### Short exercise
Your task is to print the material below exactly as presented.
** start The data **
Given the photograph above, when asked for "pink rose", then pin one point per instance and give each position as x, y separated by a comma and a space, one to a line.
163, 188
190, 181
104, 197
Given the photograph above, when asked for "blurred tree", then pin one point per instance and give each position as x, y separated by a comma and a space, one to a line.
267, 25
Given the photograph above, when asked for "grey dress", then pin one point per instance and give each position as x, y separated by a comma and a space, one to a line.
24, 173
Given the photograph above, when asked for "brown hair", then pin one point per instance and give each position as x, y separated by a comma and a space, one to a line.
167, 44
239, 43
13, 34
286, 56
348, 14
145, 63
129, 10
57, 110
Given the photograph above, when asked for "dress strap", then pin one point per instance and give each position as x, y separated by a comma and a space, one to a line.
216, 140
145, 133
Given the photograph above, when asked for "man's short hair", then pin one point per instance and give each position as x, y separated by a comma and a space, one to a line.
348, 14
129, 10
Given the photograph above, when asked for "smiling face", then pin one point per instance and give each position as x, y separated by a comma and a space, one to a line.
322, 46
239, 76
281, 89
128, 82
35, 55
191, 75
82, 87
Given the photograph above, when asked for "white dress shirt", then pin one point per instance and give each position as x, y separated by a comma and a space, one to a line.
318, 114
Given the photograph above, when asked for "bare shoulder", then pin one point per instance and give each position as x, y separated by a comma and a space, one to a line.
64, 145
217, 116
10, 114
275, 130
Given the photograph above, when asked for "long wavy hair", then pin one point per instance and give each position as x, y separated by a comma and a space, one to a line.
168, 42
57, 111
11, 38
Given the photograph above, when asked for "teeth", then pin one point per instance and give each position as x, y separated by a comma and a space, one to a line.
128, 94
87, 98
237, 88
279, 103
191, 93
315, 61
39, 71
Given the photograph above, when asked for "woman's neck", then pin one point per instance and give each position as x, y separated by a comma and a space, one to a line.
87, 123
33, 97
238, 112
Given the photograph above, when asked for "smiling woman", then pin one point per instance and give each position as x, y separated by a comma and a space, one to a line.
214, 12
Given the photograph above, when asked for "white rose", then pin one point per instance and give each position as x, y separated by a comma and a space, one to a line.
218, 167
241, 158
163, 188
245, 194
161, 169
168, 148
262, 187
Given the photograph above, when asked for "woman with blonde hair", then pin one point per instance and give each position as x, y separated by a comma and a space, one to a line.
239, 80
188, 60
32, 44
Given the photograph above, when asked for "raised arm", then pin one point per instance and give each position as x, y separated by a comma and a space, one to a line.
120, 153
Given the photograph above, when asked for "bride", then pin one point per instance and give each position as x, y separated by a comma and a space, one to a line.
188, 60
** end The data **
### Response to this exercise
Given the photograph above, when asked for "pink rose", then pin one point per instance and give each position as x, y separated by a comma and a space, one to a line.
163, 188
190, 181
104, 197
Given the photograph above, when asked for "blurred tree", then pin one point per instance and give each position as x, y separated by a comma and a space, one to a line.
267, 25
Given the photograph above, when asked for "grey dress", then pin one point per instance and give each position as x, y separated by a comma and a space, one to a line.
24, 173
Given the photograph above, when asked for "brown hair", then pin one point per instance and give each position as x, y separated by a comma and a space, one to a line.
167, 44
239, 43
13, 34
286, 56
348, 14
145, 63
129, 10
57, 110
Given the photograph above, when asked for "dress strap", then pin one point per instance and give each position as x, y separated by a comma and a space, one to a line.
216, 140
145, 133
Given the photograph above, when asked for "man's short hair", then pin one point per instance and give each position as x, y separated by a comma and a space, one to a line.
348, 14
129, 10
Given the photograph above, when asked for "smiling face", then pin one point per instance and give each position as x, y separated by a comma and a space, one to a line.
322, 46
239, 76
281, 89
128, 82
35, 55
191, 75
82, 87
Given the photograph above, when asked for "white dress shirt", then pin one point per instance and give each position as x, y separated by a comma and a space, one to a line.
318, 114
Given the photograph above, when asked for "bare shoulder", then pin one point per instance and give each position as x, y separated by a comma and a space, one to a line.
64, 145
217, 116
10, 114
275, 130
Given the photograph above, when asked for "long wavy hair", then pin one point per instance and give each position as x, y separated by a comma and a space, one to a line.
168, 42
57, 111
11, 38
Given the photograph above, when asked for "teeth", then pin one point per instance and give each position as x, y separated by a comma and a space, one to a line.
128, 94
87, 98
237, 88
279, 103
191, 93
315, 61
39, 71
Given the photograph above, when asked for "woman's neck", then pin one point per instance and give each position as x, y separated by a comma and a space, one to a line.
87, 123
33, 97
238, 112
Given the photograph above, when asked for "smiling woman", then pin one point per instance and give each position as x, y separated by a comma and a space, one to a line.
214, 12
Given the photograph above, when asked for "white rose", then pin one point per instance and give each position as x, y separated by a comma and a space, one to a line.
218, 167
241, 158
163, 188
245, 194
161, 169
168, 148
262, 187
Given the photograph above, when asked for "woman with blonde hair", then pin one point per instance and give each position as x, y separated by a comma and a space, one to a line.
239, 80
188, 60
32, 44
Given the photograph above, when asked for "raised arm", then pin one point per instance and give each position as x, y separated by a comma and a space, one to a line.
120, 153
Given the photograph above, when asked for "bride", then pin one point per instance and give each position as x, y separated by a comma and a space, one to a line.
188, 60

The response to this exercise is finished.